* start Selected extract *

Friday 29 August 2008

Middle class hikers and small vases of cut flowers in the Rolle Quay Inn


It is good, of course, that fewer fathers are absent alcoholics these days, but the result of fewer pounds spent on ale in local pubs is that landlords are forced to look elsewhere for profits.



Offering food and enticing in women has saved some pubs from ruin. But these changes have also ruined pubs. Barnstaple's Rolle Quay Inn is not at all ruined but it has a minor deterrent: small vases of cut flowers.



I have nothing against small vases of cut flowers, as long as they are kept in their natural home: tea rooms where neat old ladies put china cups on lace doilies.



When I visited the Rolle Quay, it was 7.30pm on a gloomy, but dry, Thursday night at the height of the inglorious summer of 2008. I identified the regulars, because regulars tend to mark their territory like many other mammals. Rather than spraying urine about the place, I assumed, the regulars had opted for the usual pub voodoo of sitting in a line along the bar, where they could talk to the staff and prevent everyone else from enjoying easy access to the beer. This is an old pub game and it should not be attacked, because it forces strangers to talk to regulars and gives regulars a much-needed sense of power.

* end Selected extract *

* **Exercise details**
Extract the passage from the post about the Rolle Quay Inn starting at "Offering food and" and ending at "of cut flowers.". The material after this has no connection to the post about the Rolle Quay Inn.

* start Dataset section *

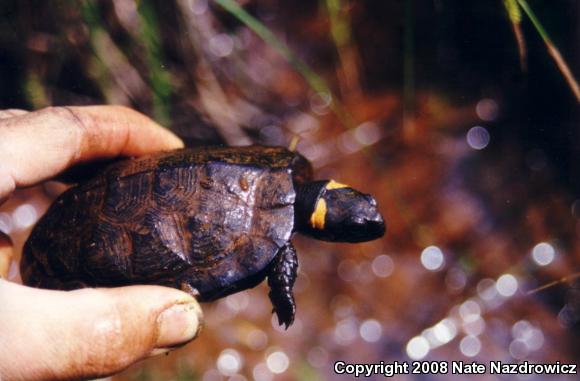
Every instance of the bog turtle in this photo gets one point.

* end Dataset section *

* **The solution**
Offering food and enticing in women has saved some pubs from ruin. But these changes have also ruined pubs. Barnstaple's Rolle Quay Inn is not at all ruined but it has a minor deterrent: small vases of cut flowers.